═══ Kutipan Teks ═══

Reformasi Deuteronomi Yosia diinspirasi oleh teks-teks keagamaan yang direvisi dan direinterpretasi para penulis kerajaan (scribes class) sesuai dengan tujuan reformasi. Teks-teks ini pula yang menginspirasi kritik profetik Yeremia. Malah, dengan perspektif baru, bahwa reformasi total dapat terjadi dengan intervensi Babil. Oleh para penentangnya, sikap Yeremia ini dianggap sebagai pengkhianatan terhadap kedaulatan Yehuda alias tidak nasionalis. Toh, bagi Yeremia, apa arti konseptualisasi nasionalisme ketika – dalam praktik – penindasan terbesar terhadap rakyat Yehuda justru dilakukan oleh para pemimpinnya sendiri. Di sini terjadi transposisi secara interpretatif dari teks ke tindakan konkret.

Kritik profetis Yeremia didasarkan pada keterlibatan bersama rakyat. Ini ditunjukkan dengan keputusan untuk tetap tinggal di Yehuda bersama rakyat dan mendampingi mereka agar memahami peristiwa ambruknya Yehuda sebagai suatu proses reformasi total. Dalam menjalankan misi kenabiannya, Yeremia tidak bekerja sendiri. Dia melakukan sosialisasi secara intens untuk menjaring banyak kawan (dengan visi yang sama) ke dalam lingkaran kelompoknya. Kritik dan sikap oposisinya bergaung lebih keras dan efektif justru karena ia berada dalam jejaring kelompoknya.

2. Kritik Ideologi Kekuasaan (Politik dan Agama)

═══ Informasi yang Diberikan ═══

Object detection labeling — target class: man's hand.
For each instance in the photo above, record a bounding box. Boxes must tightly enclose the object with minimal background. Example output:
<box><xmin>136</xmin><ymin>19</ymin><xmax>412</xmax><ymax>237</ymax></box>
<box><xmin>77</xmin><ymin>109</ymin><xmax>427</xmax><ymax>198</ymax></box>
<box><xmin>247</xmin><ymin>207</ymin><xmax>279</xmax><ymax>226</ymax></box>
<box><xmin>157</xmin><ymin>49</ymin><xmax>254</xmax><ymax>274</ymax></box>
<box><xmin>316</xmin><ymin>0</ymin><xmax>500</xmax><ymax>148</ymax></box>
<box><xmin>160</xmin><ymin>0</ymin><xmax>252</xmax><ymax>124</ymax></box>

═══
═══ Informasi yang Diberikan ═══

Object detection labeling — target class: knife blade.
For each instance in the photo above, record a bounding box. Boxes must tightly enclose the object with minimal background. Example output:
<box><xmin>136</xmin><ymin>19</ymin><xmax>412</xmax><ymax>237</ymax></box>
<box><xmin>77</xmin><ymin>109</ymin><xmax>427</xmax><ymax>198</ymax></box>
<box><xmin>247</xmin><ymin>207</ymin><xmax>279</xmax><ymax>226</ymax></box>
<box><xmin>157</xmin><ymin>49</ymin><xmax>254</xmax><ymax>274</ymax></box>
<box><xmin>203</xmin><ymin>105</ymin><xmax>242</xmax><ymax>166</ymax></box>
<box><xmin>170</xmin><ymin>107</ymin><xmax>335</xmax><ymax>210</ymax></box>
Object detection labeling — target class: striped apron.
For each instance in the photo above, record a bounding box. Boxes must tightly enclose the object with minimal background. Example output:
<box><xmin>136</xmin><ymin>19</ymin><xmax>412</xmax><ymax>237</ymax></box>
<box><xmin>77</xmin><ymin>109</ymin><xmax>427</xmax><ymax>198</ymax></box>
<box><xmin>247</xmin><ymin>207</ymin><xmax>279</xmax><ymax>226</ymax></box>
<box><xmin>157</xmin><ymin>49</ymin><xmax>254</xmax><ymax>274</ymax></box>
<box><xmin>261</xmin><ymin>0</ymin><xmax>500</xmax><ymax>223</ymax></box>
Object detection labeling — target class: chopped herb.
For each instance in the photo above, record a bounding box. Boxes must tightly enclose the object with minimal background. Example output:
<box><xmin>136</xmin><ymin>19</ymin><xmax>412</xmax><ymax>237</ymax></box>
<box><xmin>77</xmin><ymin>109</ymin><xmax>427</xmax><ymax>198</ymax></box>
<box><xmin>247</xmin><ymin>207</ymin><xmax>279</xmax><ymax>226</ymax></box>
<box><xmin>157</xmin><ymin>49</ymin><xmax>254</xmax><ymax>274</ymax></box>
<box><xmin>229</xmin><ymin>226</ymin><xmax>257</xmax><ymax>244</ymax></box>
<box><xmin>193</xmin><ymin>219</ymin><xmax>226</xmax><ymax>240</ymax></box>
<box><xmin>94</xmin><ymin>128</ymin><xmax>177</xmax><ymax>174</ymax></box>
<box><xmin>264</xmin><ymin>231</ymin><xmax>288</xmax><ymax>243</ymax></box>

═══
═══ Informasi yang Diberikan ═══

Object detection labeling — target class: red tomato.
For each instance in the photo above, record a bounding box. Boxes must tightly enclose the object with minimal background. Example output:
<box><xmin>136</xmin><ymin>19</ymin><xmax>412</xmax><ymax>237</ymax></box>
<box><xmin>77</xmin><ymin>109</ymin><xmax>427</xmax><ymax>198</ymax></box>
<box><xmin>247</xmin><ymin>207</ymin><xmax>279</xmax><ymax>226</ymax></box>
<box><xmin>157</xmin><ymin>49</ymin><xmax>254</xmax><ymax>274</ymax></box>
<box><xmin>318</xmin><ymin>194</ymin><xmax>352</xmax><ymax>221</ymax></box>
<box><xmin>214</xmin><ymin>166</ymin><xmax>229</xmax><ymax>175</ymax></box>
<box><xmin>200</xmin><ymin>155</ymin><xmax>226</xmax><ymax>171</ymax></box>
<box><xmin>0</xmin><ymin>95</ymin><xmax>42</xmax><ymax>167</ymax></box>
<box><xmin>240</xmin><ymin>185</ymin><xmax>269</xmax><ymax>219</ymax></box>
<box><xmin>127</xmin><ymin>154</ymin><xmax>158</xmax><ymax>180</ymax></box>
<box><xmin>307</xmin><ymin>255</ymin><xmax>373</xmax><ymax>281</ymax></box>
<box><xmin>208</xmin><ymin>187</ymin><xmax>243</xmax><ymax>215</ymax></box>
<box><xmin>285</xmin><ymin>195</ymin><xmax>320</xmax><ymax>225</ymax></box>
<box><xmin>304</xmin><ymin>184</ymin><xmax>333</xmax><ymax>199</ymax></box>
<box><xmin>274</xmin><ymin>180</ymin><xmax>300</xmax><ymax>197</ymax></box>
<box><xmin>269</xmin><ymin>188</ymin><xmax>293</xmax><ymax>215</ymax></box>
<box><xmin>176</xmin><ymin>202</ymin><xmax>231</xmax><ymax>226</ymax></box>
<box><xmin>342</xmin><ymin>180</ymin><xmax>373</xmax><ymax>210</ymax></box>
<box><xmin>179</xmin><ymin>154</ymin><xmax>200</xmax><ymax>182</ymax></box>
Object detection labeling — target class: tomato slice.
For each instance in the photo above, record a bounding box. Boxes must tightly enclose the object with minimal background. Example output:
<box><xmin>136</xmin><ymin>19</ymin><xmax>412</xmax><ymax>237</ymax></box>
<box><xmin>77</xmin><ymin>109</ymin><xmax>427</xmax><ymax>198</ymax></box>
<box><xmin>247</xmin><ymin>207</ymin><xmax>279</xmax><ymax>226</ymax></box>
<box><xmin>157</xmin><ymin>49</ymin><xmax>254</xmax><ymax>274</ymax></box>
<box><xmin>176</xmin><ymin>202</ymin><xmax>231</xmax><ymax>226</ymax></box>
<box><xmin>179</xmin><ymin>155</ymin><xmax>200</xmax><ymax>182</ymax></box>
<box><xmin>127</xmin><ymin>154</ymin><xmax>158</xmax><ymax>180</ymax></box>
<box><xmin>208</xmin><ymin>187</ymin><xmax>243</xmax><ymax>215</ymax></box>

═══

## Perintah Tugas
Jawablah pertanyaan berikut berdasarkan kutipan tentang kritik profetik Yeremia.
(a) Oleh siapa teks-teks keagamaan yang menginspirasi reformasi Deuteronomi Yosia direvisi dan direinterpretasi?
(b) Sebagai apa sikap Yeremia dianggap oleh para penentangnya?
(c) Menurut kutipan, mengapa kritik dan sikap oposisi Yeremia bergaung lebih keras dan efektif?
Daftar di atas tidak diperlukan untuk mengerjakan tugas.

## Penyelesaian Soal
(a) Oleh para penulis kerajaan (scribes class).
(b) Sebagai pengkhianatan terhadap kedaulatan Yehuda alias tidak nasionalis.
(c) Karena ia berada dalam jejaring kelompoknya.